Contract Clauses, Intellectual Property

5 Things to Consider Before Signing a Non-Disclosure Agreement (NDA)

October 07, 2019October 07, 2019
5 Things to Consider Before Signing a Non-Disclosure Agreement (NDA)

Non-disclosure agreements (NDAs) play an important role in facilitating strong business relationships and securing confidential business information.  Unfortunately, NDAs—also called confidentiality agreements—are sometimes misconstrued as a sign of mistrust.  In reality, business owners are rightly worried about their economically important information, and an NDA is the conventional way to establish the “ground-rules” of information sharing.  

The typical NDA often involves a “disclosing” party and a “receiving” party.  For the discloser, it’s important to draft a strong, comprehensive, and preferably attorney-reviewed NDA.  For the receiver, it’s important to read and understand the terms of the agreement before signing.  In some instances, both parties will share confidential information with one another, meaning that each party is both a discloser and a receiver.  In these scenarios, the NDA is considered a mutual NDA.  Otherwise, it’s called a unilateral NDA. 

So exactly what kind of information is an NDA meant to protect?  Technically, these agreements can defend almost any information that a business considers sensitive or confidential, so long as it’s clearly stated in the NDA.  This commonly includes trade secrets, client lists, market research, computer passwords, and various other types of intellectual property.  

It’s important to note that like any other type of binding contract, once an NDA is signed, the involved parties are legally obligated to honor the terms of the agreement.  Should the receiving party divulge the confidential information—thus deviating from the NDA and breaching the contract— legal action is sure to follow.  For this reason, it’s wise for receiving parties to speak to an experienced attorney prior to signing an NDA.

Talk to a Lawyer

Key Considerations before Signing an NDA

Unilateral NDAs are generally more common than mutual agreements, in which case the disclosing party drafts a strong, comprehensive contract to be signed by the receiving party.  Because the disclosing individual is responsible for drafting the NDA, they tend to be the party that requires an attorney’s expertise.  That said, it’s also important for the receiving party to consult a legal professional before signing an NDA.

SET EXERCISE:
Transcribe everything in the NDA article from "Non-disclosure agreements (NDAs)" down to "of information sharing.". The items that come next are separate material with no connection to the NDA article.

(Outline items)
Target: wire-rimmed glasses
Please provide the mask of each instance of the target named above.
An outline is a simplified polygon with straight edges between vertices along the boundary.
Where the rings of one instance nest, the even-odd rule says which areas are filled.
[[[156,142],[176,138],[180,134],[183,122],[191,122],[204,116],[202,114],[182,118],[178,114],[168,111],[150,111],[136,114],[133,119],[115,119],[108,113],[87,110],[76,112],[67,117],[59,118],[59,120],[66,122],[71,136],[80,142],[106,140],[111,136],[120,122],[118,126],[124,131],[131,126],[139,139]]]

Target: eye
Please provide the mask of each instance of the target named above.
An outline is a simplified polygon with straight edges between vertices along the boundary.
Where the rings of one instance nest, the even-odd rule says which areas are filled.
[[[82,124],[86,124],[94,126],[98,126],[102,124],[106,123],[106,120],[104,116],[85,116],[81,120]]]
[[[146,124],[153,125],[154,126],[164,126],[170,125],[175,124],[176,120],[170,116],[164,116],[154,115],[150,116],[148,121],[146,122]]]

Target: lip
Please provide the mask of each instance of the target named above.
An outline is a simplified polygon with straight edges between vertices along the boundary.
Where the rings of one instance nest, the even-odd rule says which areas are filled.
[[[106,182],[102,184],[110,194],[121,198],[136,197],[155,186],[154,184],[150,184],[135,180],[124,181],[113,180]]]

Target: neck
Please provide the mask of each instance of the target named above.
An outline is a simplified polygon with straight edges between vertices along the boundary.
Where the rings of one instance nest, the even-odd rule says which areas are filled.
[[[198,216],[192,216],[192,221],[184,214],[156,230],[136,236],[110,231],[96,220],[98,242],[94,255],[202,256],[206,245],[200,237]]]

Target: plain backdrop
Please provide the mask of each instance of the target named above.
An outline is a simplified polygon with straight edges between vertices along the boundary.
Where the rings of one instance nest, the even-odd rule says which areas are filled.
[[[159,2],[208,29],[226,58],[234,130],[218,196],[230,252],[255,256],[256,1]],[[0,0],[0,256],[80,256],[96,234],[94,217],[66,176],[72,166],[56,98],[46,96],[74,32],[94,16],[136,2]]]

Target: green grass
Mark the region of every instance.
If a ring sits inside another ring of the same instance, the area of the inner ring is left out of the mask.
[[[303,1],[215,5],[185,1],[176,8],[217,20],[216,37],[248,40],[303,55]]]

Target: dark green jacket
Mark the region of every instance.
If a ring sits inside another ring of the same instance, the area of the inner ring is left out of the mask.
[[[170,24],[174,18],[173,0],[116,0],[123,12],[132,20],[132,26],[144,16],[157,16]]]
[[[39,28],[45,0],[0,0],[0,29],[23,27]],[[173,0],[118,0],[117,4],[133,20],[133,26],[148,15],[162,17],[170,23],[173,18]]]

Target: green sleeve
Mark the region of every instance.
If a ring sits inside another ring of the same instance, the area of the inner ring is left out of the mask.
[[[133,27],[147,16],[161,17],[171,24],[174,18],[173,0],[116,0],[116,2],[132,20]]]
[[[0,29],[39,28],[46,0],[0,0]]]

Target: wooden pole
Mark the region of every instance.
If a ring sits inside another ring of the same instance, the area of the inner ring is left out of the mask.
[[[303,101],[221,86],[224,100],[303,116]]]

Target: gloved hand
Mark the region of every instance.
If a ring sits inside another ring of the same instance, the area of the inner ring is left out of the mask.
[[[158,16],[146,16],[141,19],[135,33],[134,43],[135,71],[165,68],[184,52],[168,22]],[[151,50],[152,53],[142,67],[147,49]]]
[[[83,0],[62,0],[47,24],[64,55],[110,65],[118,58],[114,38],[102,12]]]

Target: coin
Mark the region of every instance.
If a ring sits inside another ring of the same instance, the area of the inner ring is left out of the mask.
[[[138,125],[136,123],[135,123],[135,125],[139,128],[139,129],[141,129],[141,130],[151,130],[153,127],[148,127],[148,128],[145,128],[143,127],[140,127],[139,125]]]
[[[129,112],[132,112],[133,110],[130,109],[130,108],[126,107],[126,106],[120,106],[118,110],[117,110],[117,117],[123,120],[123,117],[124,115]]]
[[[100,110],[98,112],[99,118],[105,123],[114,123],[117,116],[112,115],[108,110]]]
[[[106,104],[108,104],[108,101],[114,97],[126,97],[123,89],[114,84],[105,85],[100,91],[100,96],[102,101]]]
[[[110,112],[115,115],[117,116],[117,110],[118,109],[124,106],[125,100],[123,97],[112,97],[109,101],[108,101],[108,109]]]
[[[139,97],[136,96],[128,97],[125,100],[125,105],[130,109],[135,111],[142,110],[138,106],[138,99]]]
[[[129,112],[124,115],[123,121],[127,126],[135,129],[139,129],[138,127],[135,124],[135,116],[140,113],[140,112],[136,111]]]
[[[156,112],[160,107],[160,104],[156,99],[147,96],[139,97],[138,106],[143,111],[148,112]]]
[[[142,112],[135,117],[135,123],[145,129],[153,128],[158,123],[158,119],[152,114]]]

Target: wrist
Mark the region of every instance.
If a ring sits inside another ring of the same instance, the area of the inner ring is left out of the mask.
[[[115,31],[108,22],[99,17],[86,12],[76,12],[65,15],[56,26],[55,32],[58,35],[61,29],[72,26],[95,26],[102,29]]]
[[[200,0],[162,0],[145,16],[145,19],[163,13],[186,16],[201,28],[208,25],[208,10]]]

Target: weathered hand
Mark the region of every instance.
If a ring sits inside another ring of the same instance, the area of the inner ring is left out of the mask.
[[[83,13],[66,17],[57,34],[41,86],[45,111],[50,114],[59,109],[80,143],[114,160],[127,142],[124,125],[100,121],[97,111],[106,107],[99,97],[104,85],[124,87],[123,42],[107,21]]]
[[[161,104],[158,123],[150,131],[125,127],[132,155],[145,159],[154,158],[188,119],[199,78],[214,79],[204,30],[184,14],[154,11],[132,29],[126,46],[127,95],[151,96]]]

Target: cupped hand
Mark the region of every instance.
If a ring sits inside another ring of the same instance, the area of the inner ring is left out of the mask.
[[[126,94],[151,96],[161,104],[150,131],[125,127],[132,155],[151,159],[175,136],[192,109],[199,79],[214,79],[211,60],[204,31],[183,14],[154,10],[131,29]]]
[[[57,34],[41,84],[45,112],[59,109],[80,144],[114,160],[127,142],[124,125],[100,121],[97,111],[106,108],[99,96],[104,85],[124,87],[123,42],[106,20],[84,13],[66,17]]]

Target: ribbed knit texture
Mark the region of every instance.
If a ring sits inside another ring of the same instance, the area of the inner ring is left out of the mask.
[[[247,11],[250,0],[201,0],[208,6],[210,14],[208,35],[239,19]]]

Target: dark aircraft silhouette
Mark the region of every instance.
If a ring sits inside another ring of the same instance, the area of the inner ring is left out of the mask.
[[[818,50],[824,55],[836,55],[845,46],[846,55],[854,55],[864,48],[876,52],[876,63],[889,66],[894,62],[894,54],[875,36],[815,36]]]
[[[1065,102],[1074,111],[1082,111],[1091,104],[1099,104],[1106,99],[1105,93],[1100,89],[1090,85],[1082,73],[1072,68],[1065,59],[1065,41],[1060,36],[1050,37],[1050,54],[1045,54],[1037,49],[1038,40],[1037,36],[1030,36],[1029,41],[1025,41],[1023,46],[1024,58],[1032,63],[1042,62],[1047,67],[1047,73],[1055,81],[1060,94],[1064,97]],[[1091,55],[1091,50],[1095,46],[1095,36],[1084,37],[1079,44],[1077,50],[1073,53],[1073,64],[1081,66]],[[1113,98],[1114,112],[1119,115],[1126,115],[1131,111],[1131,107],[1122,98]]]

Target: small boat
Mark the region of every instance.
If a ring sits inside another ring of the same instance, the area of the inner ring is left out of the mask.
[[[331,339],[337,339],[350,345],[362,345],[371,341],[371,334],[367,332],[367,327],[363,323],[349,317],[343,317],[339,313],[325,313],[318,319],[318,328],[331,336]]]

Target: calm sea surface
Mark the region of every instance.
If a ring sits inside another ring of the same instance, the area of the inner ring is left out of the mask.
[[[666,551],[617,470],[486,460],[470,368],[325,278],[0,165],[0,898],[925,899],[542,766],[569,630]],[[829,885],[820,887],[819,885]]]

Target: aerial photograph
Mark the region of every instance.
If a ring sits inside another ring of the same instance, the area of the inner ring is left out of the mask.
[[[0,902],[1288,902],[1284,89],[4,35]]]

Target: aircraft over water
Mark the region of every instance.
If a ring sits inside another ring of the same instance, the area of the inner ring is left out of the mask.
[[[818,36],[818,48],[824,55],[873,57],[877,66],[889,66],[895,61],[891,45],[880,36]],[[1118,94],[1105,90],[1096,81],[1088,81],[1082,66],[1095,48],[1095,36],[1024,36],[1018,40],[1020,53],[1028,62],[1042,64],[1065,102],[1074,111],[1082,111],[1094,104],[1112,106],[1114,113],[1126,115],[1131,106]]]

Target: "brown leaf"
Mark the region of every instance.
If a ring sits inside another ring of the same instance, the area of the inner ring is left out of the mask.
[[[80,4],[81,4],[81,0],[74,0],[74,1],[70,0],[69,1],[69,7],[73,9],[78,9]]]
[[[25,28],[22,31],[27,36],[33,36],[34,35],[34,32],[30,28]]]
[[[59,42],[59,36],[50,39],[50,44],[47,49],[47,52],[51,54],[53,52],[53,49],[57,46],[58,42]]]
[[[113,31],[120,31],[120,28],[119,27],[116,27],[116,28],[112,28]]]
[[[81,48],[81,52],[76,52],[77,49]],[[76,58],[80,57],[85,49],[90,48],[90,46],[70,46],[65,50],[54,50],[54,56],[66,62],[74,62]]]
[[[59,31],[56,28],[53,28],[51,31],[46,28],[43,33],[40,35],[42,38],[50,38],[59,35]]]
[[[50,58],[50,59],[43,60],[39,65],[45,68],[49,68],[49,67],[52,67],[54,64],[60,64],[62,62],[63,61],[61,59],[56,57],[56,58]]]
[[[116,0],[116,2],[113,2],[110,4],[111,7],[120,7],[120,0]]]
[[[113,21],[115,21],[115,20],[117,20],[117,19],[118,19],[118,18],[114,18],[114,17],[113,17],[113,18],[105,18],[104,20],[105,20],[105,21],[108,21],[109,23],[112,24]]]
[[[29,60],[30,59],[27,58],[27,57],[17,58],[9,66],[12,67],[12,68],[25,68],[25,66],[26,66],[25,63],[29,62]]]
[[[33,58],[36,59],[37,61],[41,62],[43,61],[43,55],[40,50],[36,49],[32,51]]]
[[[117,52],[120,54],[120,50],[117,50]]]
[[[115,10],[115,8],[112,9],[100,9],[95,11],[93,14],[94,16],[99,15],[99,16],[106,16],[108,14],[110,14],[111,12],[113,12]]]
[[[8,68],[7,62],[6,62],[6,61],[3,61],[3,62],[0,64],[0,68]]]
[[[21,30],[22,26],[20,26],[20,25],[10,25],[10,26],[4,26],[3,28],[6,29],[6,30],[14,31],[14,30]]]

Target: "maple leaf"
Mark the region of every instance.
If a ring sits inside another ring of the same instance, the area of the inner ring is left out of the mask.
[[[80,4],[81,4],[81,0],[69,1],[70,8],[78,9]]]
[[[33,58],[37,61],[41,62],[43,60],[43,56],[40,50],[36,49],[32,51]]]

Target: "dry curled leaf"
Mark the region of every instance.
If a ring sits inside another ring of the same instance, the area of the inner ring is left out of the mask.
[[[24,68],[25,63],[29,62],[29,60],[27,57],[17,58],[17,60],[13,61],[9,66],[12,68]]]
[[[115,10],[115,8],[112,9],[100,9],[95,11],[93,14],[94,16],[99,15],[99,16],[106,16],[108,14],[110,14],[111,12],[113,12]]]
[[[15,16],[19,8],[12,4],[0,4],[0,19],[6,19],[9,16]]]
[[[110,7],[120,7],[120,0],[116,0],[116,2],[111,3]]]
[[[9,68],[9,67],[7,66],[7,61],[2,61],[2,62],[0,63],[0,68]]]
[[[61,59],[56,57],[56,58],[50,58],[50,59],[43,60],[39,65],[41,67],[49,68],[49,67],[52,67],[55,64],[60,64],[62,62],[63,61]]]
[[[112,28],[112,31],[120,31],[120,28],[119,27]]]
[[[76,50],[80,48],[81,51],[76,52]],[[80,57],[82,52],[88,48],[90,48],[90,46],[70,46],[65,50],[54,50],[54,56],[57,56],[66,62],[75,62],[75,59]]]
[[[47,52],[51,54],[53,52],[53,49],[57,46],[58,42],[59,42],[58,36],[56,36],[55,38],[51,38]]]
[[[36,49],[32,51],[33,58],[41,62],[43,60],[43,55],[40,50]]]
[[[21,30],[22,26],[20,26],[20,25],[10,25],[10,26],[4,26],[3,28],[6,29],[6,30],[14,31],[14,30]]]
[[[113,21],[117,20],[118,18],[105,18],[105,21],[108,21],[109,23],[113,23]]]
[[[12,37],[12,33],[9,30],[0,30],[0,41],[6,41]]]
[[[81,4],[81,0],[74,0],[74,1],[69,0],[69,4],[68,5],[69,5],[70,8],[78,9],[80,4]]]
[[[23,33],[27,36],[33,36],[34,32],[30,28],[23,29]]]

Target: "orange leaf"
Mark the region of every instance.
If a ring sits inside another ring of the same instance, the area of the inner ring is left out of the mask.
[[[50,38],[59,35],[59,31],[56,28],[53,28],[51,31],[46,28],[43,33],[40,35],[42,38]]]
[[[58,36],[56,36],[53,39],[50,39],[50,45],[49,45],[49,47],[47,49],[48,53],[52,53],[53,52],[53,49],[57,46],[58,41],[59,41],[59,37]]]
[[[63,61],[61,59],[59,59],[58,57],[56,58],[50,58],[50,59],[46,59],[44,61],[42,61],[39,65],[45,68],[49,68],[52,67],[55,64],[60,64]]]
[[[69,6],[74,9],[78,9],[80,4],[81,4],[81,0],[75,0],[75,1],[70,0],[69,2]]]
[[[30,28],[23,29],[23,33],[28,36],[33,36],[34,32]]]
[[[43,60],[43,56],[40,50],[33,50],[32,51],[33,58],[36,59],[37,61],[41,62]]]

TASK ANSWER:
Non-disclosure agreements (NDAs) play an important role in facilitating strong business relationships and securing confidential business information.  Unfortunately, NDAs—also called confidentiality agreements—are sometimes misconstrued as a sign of mistrust.  In reality, business owners are rightly worried about their economically important information, and an NDA is the conventional way to establish the “ground-rules” of information sharing.